___ Text zum Lesen
Essen statt Vergessen

SPEZIALITÄTEN Im alten Land baut Hobby-Gärtnerin Dörthe Gevekoth von Schassen historische Gemüsesorten an und beliefert damit Hamburgs Spitzen-Gastronomie

Vor dem Frost baut von Schassen Erdmieten: Das sind grabähnliche Schächte

VON CHARLOTTE ZINK

Ochsenherz im Salat – das hört sich nicht besonders appetitlich an. Denn dass es sich bei dem sogenannten „Ochsenherz“ um eine männerfaustgroße, orangefarbige Tomate handelt, wissen viele nicht. Diese fast vergessene Sorte ist nur eine von 30 historischen Gemüsepflanzen, die Hobby-Gärtnerin Dörthe Gevekoth von Schassen in Jork anbaut. Einen halben Hektar Ackerland bewirtschaftet die gelernte Lehrerin für Krankenpflege alleine und von Hand: Ihre Ernte hat nicht nur ungewöhnliche Namen, sondern sieht manchmal auch speziell aus. Wie etwa die Ägyptische Plattrunde, eine Form der Bete, die innen rosa-weiß geringelt ist und süß schmeckt. „Ich wollte immer etwas Besonderes anpflanzen“, sagt Gevekoth von Schassen.
______
___ Datenzeilen
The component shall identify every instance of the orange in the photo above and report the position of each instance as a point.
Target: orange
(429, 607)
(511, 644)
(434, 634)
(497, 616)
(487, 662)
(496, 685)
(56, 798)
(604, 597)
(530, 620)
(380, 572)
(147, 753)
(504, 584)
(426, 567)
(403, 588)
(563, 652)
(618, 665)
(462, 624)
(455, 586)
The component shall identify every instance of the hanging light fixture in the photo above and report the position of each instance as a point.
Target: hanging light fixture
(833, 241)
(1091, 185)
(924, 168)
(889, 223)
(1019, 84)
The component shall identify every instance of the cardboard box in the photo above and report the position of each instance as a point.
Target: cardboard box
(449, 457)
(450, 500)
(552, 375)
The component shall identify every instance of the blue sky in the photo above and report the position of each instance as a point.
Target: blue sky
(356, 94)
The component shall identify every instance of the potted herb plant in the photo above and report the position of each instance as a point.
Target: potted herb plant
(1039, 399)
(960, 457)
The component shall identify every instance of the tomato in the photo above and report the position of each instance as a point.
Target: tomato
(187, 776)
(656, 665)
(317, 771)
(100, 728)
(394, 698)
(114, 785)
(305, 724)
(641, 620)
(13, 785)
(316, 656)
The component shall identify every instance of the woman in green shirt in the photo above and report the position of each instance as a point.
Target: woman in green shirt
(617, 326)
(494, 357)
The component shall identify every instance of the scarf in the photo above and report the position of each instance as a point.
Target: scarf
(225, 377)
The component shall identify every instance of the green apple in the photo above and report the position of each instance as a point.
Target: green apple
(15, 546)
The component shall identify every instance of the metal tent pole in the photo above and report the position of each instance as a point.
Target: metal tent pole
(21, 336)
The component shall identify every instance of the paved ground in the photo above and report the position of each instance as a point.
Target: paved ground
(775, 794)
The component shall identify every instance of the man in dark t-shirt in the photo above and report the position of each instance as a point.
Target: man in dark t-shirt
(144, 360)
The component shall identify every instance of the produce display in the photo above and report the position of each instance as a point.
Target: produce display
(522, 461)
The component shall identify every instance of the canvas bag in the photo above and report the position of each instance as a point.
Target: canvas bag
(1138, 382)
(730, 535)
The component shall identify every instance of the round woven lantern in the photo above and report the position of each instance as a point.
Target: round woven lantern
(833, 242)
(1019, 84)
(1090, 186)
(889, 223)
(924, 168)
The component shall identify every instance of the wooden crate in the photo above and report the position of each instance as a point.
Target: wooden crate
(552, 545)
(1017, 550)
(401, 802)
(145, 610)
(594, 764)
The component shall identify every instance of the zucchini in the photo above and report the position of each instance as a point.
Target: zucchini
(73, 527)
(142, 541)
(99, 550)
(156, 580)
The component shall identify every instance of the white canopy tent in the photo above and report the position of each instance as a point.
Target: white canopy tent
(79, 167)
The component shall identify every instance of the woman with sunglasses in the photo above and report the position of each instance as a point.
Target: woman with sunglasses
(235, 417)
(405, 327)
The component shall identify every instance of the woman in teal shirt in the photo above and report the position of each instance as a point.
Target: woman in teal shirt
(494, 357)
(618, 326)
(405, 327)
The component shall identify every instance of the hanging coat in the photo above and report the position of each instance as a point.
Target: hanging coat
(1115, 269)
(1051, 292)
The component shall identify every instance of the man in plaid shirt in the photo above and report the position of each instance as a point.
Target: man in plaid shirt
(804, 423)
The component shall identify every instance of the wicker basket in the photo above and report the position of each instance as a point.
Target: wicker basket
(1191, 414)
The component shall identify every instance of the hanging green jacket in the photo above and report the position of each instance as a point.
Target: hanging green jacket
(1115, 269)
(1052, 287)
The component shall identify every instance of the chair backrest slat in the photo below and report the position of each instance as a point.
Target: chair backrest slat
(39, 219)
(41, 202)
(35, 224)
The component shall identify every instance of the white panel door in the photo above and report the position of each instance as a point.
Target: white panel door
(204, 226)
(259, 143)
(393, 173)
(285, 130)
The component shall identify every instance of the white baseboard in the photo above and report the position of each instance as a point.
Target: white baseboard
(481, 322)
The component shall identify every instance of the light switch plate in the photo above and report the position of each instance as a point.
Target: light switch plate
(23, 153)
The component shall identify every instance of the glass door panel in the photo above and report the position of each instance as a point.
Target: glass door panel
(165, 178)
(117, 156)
______
Ziel der Übung:
Setze den Bericht über die historischen Gemüsesorten nach seinem letzten Satz fort. Die Zeilen aus dem Datensatz braucht man hier nicht.

Ergebnis der Aufgabe:
In ihrer Freizeit züchtet sie schon lange historische Rosen. Als sie nach fast 20 Jahren aus dem Außendienst eines Pharmakonzerns entlassen wurde, machte sie ihre Leidenschaft – das Gärtnern – zum Beruf. Seit 2010 ist sie selbstständig und beliefert in Hamburg gehobene Hotels und Restaurants mit ihren Spezialitäten.

Mit dem Anbau historischen Gemüses hat sie sich eine Herausforderung gesucht. Denn es gibt nur noch Wenige, die sich damit beschäftigen und kaum Erfahrungswerte: „Ich muss viel ausprobieren“, sagt die 48-Jährige. Nicht immer hat sie dabei Erfolg. „Manchmal kann ich nur eine Handvoll ernten“, sagt sie. Trotzdem macht ihr die Arbeit auf dem Feld Spaß. Dabei ist die oft anstrengend, denn Maschinen, etwa zum Säen, nutzt Gevekoth von Schassen nicht.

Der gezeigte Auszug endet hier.